### EXERCISE BRIEF
Reproduce precisely the lines of the material below from the line containing "Practice. Put a pin on the lake" up to and including its last line. Pictures must not be copied.

Object position labeling entries:
****************************************
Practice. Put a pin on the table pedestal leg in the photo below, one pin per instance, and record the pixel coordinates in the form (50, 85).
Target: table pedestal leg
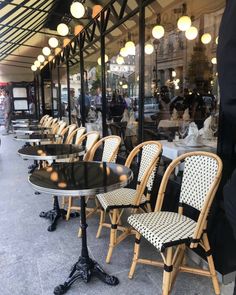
(55, 214)
(33, 167)
(85, 267)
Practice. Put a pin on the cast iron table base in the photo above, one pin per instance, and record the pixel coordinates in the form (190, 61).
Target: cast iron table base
(55, 214)
(85, 267)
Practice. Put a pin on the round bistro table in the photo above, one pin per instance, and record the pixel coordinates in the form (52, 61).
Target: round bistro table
(36, 138)
(81, 179)
(31, 130)
(51, 153)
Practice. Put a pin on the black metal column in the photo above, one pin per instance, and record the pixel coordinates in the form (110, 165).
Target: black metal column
(42, 93)
(82, 91)
(51, 79)
(68, 89)
(103, 79)
(59, 93)
(36, 97)
(141, 71)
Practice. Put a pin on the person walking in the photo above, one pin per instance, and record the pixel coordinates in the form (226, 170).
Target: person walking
(7, 112)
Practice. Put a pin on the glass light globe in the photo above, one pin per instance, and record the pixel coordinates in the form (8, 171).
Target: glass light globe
(123, 52)
(96, 10)
(100, 60)
(37, 63)
(131, 51)
(120, 60)
(191, 33)
(41, 58)
(158, 32)
(148, 48)
(46, 51)
(53, 42)
(33, 68)
(214, 60)
(184, 23)
(62, 29)
(130, 47)
(77, 9)
(206, 38)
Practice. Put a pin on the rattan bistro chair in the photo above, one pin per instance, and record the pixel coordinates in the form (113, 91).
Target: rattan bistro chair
(88, 140)
(75, 135)
(110, 150)
(43, 119)
(116, 201)
(171, 233)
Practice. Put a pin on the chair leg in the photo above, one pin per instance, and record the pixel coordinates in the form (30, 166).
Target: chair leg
(102, 219)
(136, 255)
(148, 207)
(167, 272)
(211, 264)
(113, 234)
(69, 208)
(63, 202)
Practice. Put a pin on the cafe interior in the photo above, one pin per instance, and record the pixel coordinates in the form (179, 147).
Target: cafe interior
(116, 112)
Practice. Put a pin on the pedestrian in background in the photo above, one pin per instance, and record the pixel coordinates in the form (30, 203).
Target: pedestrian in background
(7, 112)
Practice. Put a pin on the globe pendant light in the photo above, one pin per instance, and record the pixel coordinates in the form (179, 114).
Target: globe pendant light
(158, 32)
(37, 63)
(41, 58)
(191, 33)
(214, 60)
(46, 51)
(33, 68)
(149, 48)
(96, 10)
(53, 42)
(206, 38)
(184, 23)
(130, 47)
(100, 60)
(120, 60)
(77, 9)
(123, 52)
(62, 29)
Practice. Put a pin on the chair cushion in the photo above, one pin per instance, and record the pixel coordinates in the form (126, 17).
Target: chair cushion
(120, 198)
(163, 229)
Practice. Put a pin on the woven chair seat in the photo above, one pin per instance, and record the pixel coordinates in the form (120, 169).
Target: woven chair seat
(163, 229)
(120, 198)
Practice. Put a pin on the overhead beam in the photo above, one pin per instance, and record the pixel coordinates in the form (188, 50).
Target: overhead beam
(8, 65)
(23, 62)
(21, 44)
(45, 11)
(17, 55)
(29, 30)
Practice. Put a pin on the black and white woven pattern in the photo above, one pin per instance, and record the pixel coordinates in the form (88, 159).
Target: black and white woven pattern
(109, 147)
(163, 229)
(91, 139)
(79, 133)
(120, 198)
(199, 174)
(149, 152)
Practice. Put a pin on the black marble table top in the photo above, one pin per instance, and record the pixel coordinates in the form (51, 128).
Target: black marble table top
(80, 178)
(50, 152)
(36, 138)
(31, 128)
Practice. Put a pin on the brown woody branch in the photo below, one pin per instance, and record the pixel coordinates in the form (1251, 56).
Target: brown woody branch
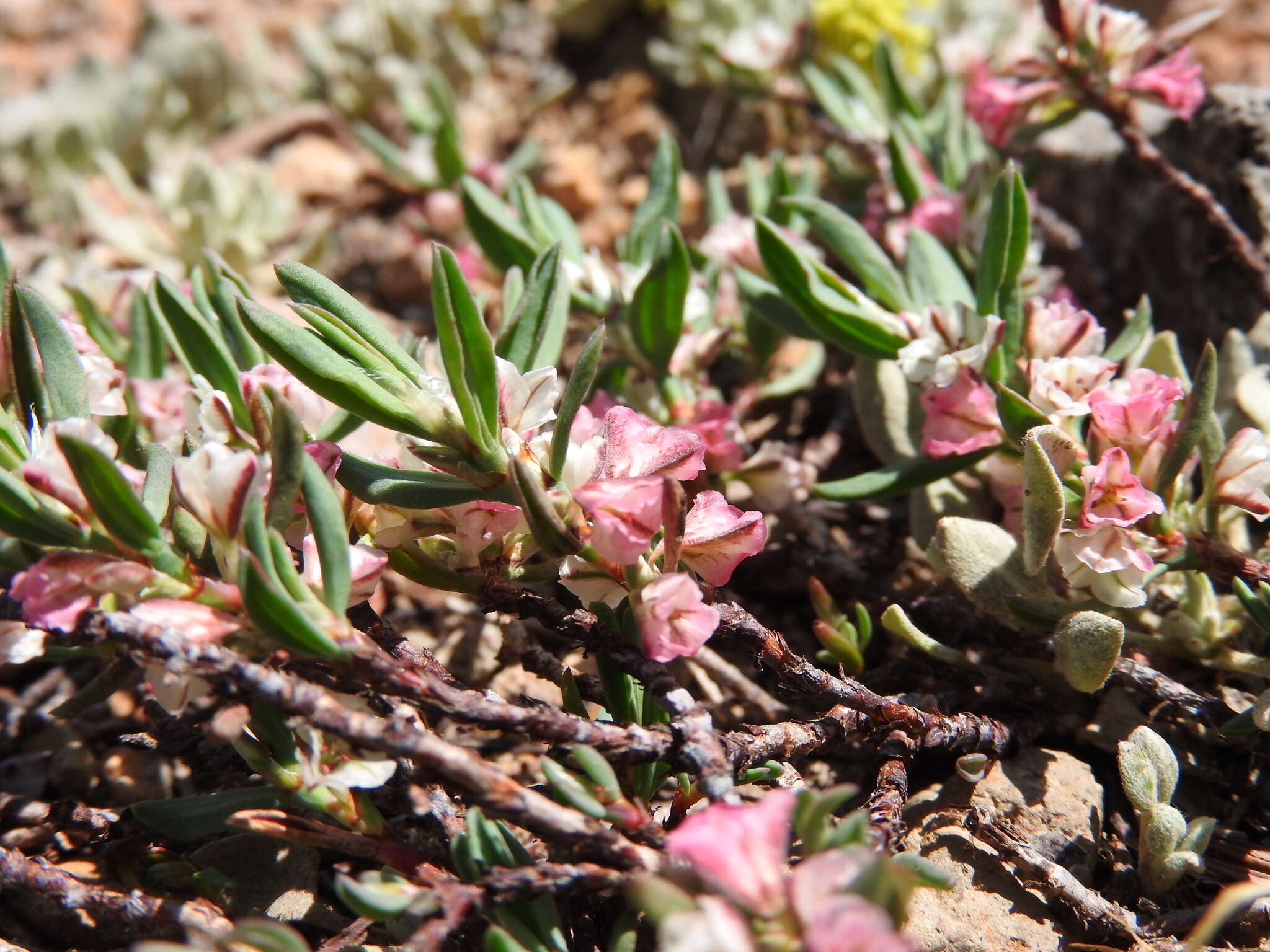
(961, 731)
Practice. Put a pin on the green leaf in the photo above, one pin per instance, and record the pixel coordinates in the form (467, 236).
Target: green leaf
(466, 348)
(309, 287)
(195, 818)
(1018, 414)
(63, 374)
(801, 282)
(331, 534)
(329, 375)
(156, 490)
(115, 503)
(848, 239)
(198, 347)
(535, 330)
(500, 236)
(660, 203)
(404, 489)
(900, 478)
(276, 614)
(1194, 420)
(655, 311)
(766, 301)
(23, 517)
(1135, 330)
(933, 275)
(574, 395)
(1043, 496)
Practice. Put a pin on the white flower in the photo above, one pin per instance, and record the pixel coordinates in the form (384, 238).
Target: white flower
(1061, 385)
(944, 340)
(1105, 562)
(19, 644)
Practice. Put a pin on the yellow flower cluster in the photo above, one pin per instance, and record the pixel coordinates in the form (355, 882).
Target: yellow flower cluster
(855, 27)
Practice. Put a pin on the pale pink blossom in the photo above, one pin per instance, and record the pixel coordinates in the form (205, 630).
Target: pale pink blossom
(1060, 329)
(673, 619)
(310, 408)
(1133, 412)
(159, 405)
(366, 564)
(961, 418)
(1174, 82)
(945, 340)
(19, 644)
(48, 471)
(714, 926)
(739, 851)
(625, 514)
(636, 446)
(591, 583)
(1061, 385)
(1114, 495)
(1105, 560)
(195, 621)
(215, 484)
(718, 536)
(63, 587)
(1000, 106)
(714, 423)
(1242, 474)
(732, 242)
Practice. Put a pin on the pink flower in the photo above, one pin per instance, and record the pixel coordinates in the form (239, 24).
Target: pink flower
(59, 589)
(1061, 384)
(851, 923)
(625, 514)
(1105, 560)
(718, 536)
(1114, 495)
(998, 106)
(1133, 413)
(214, 484)
(1060, 329)
(366, 564)
(713, 421)
(1174, 82)
(939, 214)
(636, 446)
(739, 851)
(961, 418)
(1242, 472)
(673, 619)
(195, 621)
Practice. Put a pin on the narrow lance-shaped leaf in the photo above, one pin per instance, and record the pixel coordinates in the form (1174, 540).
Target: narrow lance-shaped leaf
(574, 395)
(116, 506)
(1197, 415)
(848, 239)
(331, 535)
(536, 327)
(500, 236)
(277, 615)
(898, 479)
(324, 371)
(660, 203)
(309, 287)
(655, 311)
(63, 374)
(466, 348)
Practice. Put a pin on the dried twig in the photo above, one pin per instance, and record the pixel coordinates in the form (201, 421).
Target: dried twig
(961, 731)
(1103, 915)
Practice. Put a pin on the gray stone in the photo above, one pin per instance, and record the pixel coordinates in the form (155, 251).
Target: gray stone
(1053, 800)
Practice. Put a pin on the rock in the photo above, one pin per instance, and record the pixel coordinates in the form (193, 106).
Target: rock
(131, 775)
(1053, 800)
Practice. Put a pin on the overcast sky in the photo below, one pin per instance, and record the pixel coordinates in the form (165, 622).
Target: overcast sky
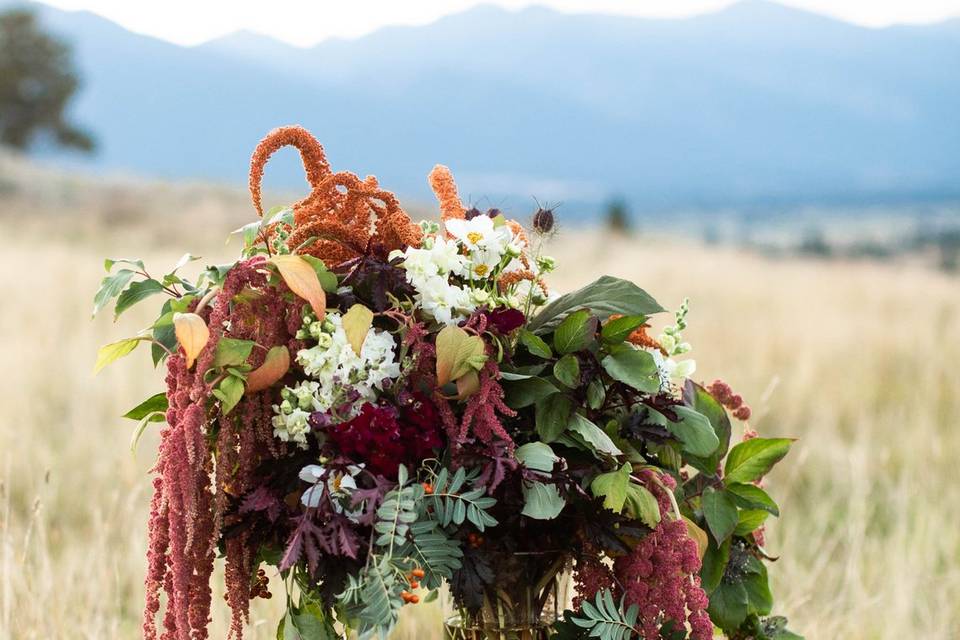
(306, 22)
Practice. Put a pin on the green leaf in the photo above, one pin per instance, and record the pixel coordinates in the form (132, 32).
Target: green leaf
(136, 292)
(603, 297)
(714, 564)
(750, 496)
(720, 511)
(759, 597)
(154, 403)
(694, 432)
(618, 330)
(753, 458)
(524, 393)
(642, 505)
(596, 394)
(458, 353)
(114, 351)
(541, 501)
(232, 352)
(110, 287)
(728, 605)
(328, 280)
(633, 367)
(749, 520)
(697, 398)
(229, 392)
(553, 416)
(537, 456)
(535, 344)
(567, 371)
(593, 435)
(612, 487)
(356, 324)
(575, 332)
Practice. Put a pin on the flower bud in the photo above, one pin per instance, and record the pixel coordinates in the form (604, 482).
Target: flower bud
(543, 220)
(546, 264)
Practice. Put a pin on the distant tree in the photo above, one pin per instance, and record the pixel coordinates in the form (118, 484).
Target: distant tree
(37, 80)
(617, 216)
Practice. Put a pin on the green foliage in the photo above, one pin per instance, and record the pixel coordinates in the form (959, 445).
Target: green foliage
(542, 501)
(720, 512)
(604, 297)
(111, 286)
(114, 351)
(620, 492)
(567, 371)
(575, 332)
(593, 435)
(608, 621)
(523, 393)
(750, 496)
(700, 400)
(633, 367)
(229, 391)
(618, 330)
(553, 415)
(694, 431)
(231, 352)
(136, 292)
(397, 512)
(534, 344)
(537, 456)
(753, 458)
(454, 505)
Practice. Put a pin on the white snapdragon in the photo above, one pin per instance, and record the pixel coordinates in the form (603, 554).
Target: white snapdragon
(335, 373)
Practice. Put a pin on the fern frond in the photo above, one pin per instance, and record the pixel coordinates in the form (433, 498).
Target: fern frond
(606, 620)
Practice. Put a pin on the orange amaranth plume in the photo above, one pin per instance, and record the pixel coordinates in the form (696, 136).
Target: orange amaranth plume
(343, 215)
(445, 189)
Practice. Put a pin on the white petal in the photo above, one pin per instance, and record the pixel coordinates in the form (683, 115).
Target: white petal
(311, 473)
(311, 497)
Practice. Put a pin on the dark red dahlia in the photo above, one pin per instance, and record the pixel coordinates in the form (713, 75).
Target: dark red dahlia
(504, 319)
(383, 437)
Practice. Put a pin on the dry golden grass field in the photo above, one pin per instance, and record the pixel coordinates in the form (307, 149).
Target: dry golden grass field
(858, 360)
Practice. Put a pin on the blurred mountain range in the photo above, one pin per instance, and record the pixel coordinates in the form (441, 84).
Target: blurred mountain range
(755, 104)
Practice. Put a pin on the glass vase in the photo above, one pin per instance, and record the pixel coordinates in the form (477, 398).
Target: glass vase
(521, 603)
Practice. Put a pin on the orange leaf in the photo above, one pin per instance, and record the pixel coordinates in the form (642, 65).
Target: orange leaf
(303, 281)
(274, 367)
(467, 385)
(192, 334)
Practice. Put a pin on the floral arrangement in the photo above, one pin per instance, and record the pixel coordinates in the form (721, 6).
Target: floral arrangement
(367, 409)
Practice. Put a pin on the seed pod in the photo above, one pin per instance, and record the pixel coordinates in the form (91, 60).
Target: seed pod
(543, 220)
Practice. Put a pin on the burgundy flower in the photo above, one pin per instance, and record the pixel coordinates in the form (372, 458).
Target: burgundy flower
(383, 437)
(505, 320)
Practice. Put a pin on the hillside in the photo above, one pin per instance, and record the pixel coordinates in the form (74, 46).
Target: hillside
(758, 103)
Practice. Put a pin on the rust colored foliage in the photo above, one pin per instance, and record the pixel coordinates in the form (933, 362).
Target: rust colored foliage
(343, 215)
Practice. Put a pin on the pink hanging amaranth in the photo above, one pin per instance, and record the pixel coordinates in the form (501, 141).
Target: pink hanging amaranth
(660, 574)
(481, 418)
(194, 485)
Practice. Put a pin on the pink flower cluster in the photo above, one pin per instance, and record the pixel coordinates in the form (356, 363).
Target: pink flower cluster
(660, 574)
(725, 396)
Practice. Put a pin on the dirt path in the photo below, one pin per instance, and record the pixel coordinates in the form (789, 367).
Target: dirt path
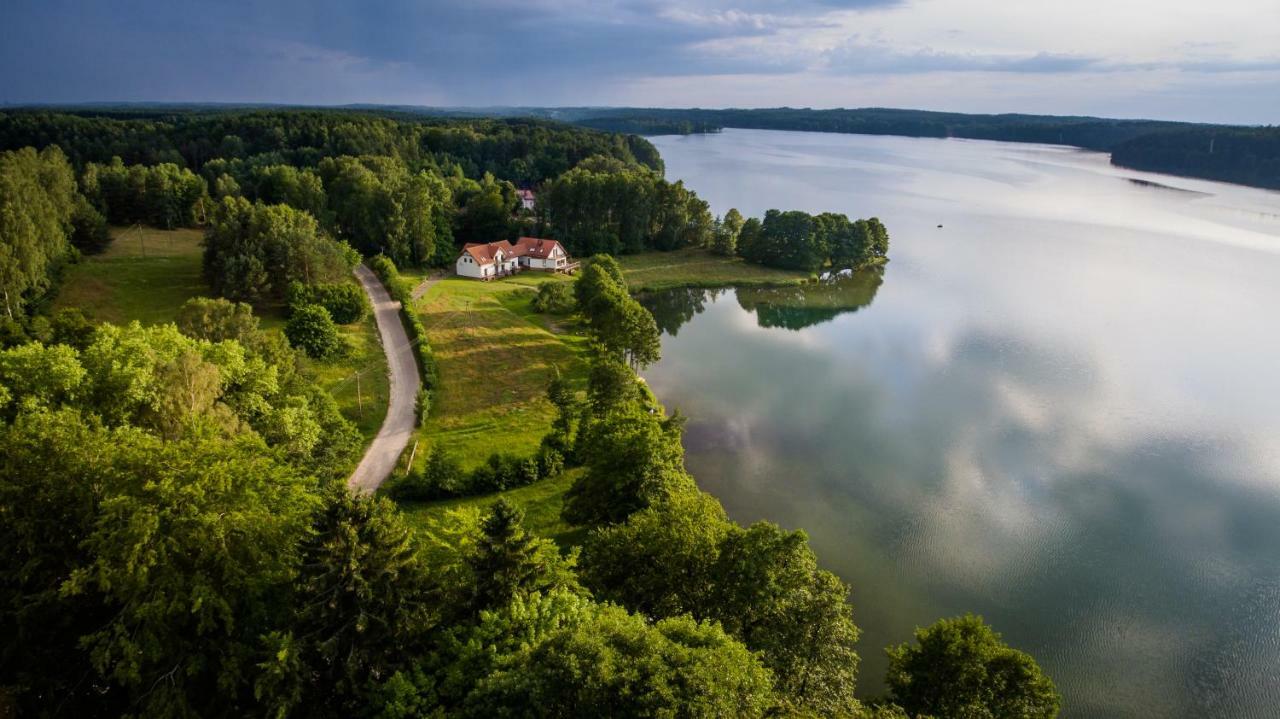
(397, 429)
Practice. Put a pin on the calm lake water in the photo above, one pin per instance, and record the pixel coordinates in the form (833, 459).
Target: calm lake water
(1060, 410)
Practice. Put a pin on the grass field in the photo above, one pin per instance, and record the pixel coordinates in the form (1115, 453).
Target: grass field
(364, 403)
(542, 503)
(496, 356)
(699, 268)
(147, 274)
(144, 275)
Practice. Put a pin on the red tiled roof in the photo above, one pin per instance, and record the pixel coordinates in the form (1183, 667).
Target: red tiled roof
(525, 246)
(535, 247)
(484, 253)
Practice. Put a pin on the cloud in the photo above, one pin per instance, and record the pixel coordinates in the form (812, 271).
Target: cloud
(859, 58)
(750, 53)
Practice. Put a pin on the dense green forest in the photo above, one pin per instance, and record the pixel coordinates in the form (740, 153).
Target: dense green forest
(1240, 155)
(1221, 152)
(179, 539)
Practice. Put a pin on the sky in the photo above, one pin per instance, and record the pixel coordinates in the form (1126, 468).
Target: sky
(1171, 59)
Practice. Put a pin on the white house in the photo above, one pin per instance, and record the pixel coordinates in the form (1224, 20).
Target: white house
(501, 259)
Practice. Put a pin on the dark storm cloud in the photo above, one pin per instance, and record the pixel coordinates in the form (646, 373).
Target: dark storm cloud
(709, 53)
(338, 51)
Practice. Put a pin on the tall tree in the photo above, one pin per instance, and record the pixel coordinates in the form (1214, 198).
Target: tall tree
(961, 668)
(364, 604)
(507, 562)
(37, 201)
(727, 229)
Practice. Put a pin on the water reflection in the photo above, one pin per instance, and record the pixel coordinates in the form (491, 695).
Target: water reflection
(1059, 411)
(790, 307)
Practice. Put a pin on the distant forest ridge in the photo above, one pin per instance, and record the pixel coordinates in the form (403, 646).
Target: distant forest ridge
(1243, 155)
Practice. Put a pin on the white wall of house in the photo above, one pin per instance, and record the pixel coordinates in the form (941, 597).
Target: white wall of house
(467, 268)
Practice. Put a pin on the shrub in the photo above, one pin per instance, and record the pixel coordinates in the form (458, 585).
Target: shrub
(344, 301)
(551, 462)
(216, 320)
(423, 406)
(311, 329)
(554, 297)
(442, 477)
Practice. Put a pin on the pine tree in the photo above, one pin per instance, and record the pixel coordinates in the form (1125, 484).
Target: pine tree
(507, 560)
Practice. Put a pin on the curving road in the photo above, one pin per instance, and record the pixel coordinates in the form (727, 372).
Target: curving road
(397, 429)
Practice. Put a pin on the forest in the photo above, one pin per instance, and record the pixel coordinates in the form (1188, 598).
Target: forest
(179, 537)
(1239, 155)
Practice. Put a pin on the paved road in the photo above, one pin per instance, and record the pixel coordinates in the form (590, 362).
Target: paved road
(398, 426)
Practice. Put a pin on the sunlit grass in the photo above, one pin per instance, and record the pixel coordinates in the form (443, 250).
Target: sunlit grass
(146, 274)
(496, 356)
(699, 268)
(542, 503)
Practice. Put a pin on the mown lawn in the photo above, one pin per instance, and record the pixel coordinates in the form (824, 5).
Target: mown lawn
(699, 268)
(496, 356)
(142, 275)
(364, 402)
(147, 274)
(542, 503)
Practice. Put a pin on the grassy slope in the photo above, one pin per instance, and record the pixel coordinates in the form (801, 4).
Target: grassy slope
(144, 275)
(496, 356)
(147, 278)
(542, 503)
(699, 268)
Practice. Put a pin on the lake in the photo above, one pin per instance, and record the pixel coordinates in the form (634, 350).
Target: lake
(1059, 410)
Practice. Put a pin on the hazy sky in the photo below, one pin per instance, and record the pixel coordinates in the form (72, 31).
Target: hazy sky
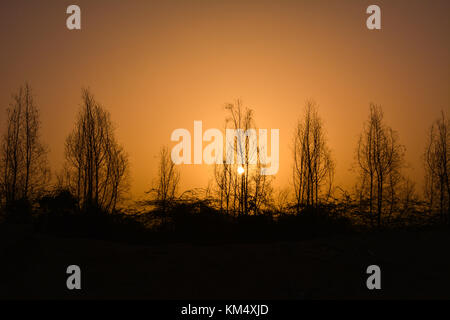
(160, 65)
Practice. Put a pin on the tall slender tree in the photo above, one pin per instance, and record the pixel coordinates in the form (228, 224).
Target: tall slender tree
(25, 172)
(97, 166)
(437, 165)
(313, 167)
(380, 157)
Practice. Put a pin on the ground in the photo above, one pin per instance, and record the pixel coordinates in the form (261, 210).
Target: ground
(413, 265)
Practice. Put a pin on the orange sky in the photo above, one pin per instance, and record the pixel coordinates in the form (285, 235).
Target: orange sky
(160, 65)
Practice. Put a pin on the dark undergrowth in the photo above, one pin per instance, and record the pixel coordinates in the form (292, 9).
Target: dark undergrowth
(193, 223)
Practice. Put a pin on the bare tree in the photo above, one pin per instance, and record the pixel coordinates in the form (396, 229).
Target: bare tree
(25, 172)
(96, 165)
(437, 164)
(165, 187)
(242, 188)
(313, 168)
(379, 159)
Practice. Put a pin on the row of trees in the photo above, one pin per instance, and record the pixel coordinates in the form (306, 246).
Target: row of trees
(96, 167)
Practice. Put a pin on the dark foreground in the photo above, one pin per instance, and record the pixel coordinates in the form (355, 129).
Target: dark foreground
(414, 265)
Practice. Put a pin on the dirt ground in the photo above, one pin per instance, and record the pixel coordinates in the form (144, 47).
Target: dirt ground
(414, 265)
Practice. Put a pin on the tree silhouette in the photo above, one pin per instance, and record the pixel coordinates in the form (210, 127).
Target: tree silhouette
(379, 158)
(437, 164)
(164, 190)
(96, 165)
(25, 172)
(242, 188)
(313, 167)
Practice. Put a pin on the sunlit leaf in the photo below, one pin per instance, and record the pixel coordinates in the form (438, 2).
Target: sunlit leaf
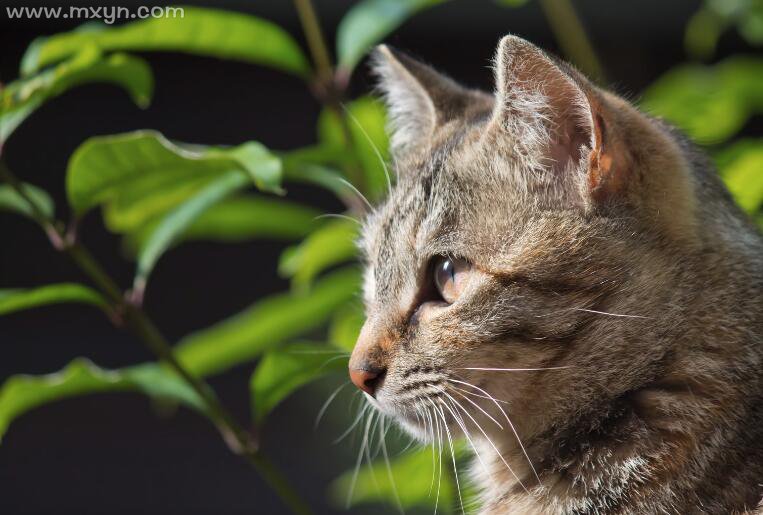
****************************************
### SOLUTION FOR THIS EXERCISE
Practice. Put a pin on the lake in the photo above, one pin per instance, and record the pixel coordinates in the form (634, 350).
Target: lake
(1059, 410)
Practice. Put a pin on the hazy sky in the photo below, one pin per instance, and record the pixel coordinates in the form (72, 31).
Target: hazy sky
(160, 65)
Practice. Put a pin on the tall slender tree in the photo above, one pin per instance, and record the pixel coordinates in the form (228, 224).
Target: tall slender tree
(25, 172)
(97, 166)
(437, 165)
(313, 167)
(380, 157)
Practice. Put a pin on the ground in the photo above, one pin per instance, and record the pixel coordinates in the form (261, 210).
Target: ground
(413, 265)
Practice. Put a pin on the orange sky in the photo above, one pin per instance, and record the pixel coordinates in the form (285, 235).
Target: orange sky
(160, 65)
Practice. Put a pin on the dark undergrowth in the photo above, one pin per instance, and record the pixel coordinates in the form (292, 9).
Target: dark undergrowth
(193, 223)
Practice. Put a pin on the bare tree in the photo above, one pin per instance, and record the pixel coordinates in the form (396, 229).
Target: bare tree
(25, 172)
(96, 165)
(437, 164)
(165, 187)
(242, 188)
(313, 168)
(379, 159)
Practice. Put a pin on the row of trees in the photo above, one pin per instance, and record the pixel coordinates in the form (306, 246).
Target: row of trees
(96, 167)
Practice. Put a pin on the dark foreground in the photo above, one pin per instance, and record the pixel coordinates in the form (355, 129).
Target: dark foreground
(414, 265)
Practice. Put a pin on the dirt ground in the photo above, one pin per instance, and record the pixel coordinates in the form (144, 47).
Target: dirt ground
(414, 265)
Practice. Put a pin on the tree silhouette in the photo above, one pin per instance, and record the pixel coordinates in the form (210, 127).
Target: tree silhouette
(379, 158)
(437, 164)
(164, 190)
(96, 165)
(25, 172)
(242, 188)
(313, 167)
Practice. Put a pin on the sunlit leaf in the photo below, one pin per instance, and record the pixel coordinates in the form (438, 2).
Target: sunlit leaf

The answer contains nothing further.